:: TASK INSTRUCTIONS ::
How many lines in the records below contain the word "beak"? Case counts, and your reply should be only the number.

· · ·

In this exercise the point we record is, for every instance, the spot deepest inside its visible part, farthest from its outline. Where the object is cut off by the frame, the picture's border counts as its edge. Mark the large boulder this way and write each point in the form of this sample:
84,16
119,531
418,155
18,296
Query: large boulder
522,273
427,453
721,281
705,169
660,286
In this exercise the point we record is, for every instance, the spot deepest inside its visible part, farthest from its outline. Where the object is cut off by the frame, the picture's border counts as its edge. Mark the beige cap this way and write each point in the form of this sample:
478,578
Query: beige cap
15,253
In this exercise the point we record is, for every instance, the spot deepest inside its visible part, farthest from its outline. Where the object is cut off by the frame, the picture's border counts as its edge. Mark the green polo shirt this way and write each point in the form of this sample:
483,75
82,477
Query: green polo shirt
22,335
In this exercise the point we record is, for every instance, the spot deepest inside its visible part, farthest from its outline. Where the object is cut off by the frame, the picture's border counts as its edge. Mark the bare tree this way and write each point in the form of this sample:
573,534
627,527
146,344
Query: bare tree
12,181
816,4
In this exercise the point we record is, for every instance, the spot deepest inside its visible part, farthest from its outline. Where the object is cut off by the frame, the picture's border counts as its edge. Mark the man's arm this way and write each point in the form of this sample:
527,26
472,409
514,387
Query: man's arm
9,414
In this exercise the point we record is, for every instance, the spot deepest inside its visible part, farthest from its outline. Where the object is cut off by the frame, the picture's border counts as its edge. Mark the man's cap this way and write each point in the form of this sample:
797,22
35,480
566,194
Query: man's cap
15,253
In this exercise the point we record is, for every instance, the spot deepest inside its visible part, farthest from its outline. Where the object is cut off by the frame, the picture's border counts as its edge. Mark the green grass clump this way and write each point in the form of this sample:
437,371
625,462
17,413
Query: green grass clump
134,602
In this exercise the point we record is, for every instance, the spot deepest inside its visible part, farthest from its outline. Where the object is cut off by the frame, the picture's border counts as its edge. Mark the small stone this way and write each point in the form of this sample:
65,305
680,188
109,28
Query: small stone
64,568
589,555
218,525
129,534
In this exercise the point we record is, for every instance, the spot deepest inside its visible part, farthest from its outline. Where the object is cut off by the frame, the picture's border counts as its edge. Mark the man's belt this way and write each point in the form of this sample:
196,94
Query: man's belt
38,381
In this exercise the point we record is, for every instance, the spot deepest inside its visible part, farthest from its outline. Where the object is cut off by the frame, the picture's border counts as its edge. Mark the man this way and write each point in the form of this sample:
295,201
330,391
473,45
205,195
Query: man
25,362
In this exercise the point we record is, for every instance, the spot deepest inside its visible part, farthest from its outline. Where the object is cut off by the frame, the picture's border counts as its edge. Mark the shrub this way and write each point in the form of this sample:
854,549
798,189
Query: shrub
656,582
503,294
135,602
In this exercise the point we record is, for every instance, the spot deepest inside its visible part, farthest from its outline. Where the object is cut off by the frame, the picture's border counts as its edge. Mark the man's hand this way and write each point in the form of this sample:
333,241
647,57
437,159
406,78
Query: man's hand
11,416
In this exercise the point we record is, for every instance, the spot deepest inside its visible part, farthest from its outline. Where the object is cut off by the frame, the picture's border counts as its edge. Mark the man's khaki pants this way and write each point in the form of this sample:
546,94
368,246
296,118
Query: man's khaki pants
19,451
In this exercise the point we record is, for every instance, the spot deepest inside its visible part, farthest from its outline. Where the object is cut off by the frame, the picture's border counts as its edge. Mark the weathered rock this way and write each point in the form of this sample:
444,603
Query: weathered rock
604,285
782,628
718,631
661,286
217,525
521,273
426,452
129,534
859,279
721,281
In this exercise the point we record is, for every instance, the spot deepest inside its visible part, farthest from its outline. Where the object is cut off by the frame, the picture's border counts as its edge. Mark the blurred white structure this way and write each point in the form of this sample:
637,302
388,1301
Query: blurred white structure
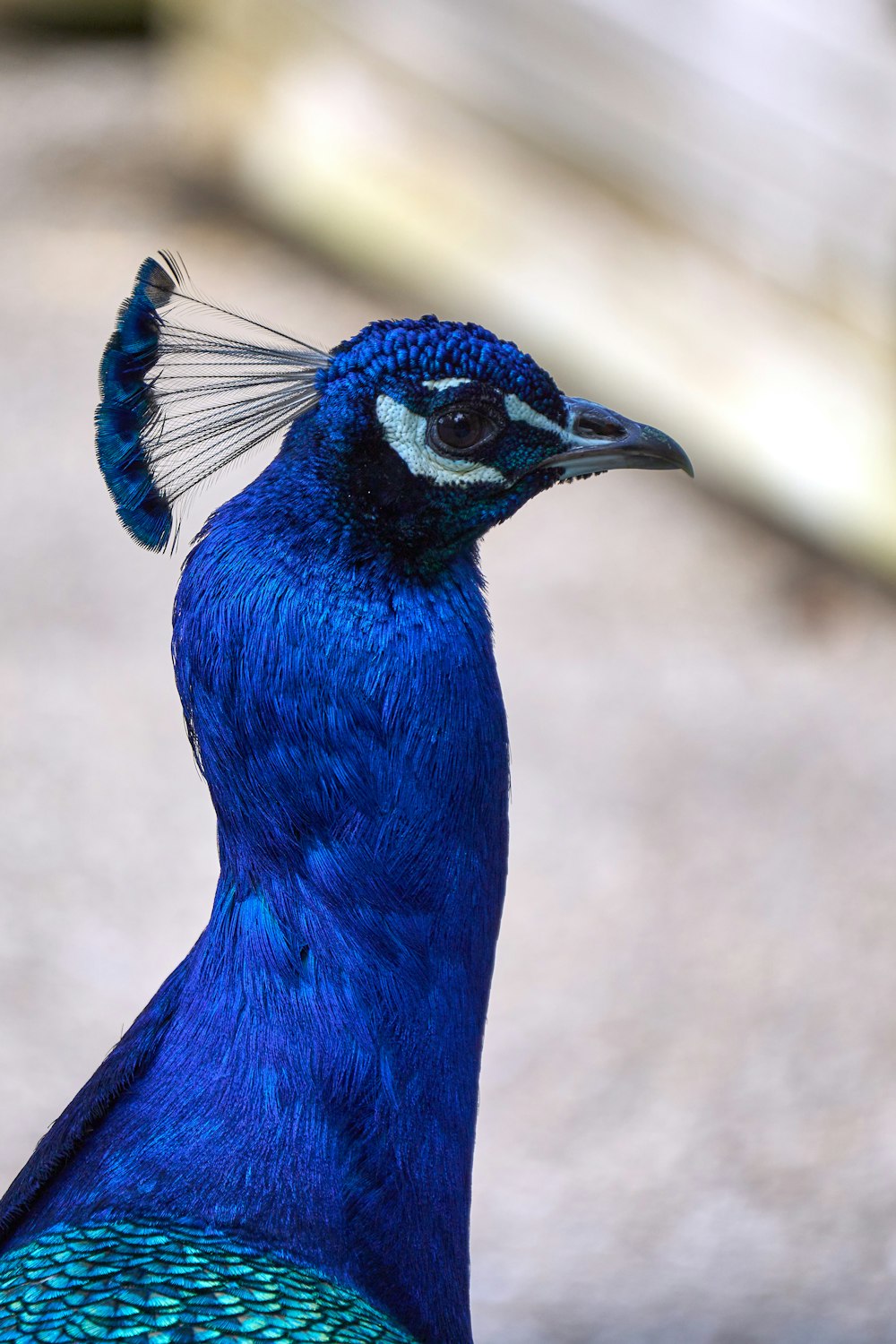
688,210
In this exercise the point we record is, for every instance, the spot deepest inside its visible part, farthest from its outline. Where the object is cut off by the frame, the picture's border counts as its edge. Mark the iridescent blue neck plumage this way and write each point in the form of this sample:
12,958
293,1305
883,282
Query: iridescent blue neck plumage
317,1085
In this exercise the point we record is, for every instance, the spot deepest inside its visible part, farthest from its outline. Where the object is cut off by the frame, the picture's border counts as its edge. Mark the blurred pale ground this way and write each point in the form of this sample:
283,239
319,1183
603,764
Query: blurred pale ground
688,1121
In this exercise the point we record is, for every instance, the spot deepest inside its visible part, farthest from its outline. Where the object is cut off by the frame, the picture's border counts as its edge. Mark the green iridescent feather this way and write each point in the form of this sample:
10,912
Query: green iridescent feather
172,1285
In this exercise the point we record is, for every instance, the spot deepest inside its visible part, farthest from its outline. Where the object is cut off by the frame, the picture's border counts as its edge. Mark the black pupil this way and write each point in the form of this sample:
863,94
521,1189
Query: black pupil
460,429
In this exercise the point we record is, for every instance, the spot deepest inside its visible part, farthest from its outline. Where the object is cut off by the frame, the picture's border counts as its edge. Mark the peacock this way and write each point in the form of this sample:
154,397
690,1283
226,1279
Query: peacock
280,1148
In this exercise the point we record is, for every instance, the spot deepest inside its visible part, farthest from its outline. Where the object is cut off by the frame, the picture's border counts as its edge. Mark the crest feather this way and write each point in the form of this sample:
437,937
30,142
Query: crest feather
187,387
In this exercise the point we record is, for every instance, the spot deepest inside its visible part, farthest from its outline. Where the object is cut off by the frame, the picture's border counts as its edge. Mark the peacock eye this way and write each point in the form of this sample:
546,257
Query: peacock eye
460,430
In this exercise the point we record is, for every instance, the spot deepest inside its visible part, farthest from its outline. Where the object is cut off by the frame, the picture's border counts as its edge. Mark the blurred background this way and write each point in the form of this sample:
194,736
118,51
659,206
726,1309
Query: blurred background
688,211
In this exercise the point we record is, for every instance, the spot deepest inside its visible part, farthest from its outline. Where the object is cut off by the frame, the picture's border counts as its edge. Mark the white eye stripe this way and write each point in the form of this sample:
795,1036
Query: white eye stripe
440,384
406,433
522,411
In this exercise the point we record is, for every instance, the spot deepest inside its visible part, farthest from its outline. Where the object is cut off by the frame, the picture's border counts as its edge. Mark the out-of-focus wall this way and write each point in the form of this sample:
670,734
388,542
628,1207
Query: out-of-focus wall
688,210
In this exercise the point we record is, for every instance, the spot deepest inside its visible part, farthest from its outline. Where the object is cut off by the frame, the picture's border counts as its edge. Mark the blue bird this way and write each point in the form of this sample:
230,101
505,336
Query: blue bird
280,1148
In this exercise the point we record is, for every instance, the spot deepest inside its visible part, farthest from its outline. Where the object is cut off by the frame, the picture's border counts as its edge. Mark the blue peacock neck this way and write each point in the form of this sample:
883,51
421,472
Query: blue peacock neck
349,725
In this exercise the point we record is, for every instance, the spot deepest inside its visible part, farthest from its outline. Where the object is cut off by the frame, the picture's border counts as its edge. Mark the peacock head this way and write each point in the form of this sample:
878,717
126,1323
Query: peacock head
429,432
444,430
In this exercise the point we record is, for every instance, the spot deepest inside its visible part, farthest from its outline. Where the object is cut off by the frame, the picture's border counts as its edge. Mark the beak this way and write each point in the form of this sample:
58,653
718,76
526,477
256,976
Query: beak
598,440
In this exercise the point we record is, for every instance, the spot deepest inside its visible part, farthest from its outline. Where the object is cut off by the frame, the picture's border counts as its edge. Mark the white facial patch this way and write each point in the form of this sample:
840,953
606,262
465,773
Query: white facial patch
406,433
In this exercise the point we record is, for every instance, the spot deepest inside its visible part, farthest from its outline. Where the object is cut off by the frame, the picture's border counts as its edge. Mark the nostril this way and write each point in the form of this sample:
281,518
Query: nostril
594,425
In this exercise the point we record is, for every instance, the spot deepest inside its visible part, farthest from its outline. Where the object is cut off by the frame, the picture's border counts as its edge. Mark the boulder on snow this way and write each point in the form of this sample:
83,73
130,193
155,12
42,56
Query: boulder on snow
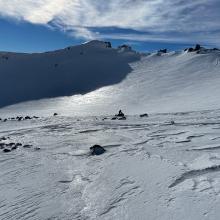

· · ·

:: PROBLEM SOLUTION ::
2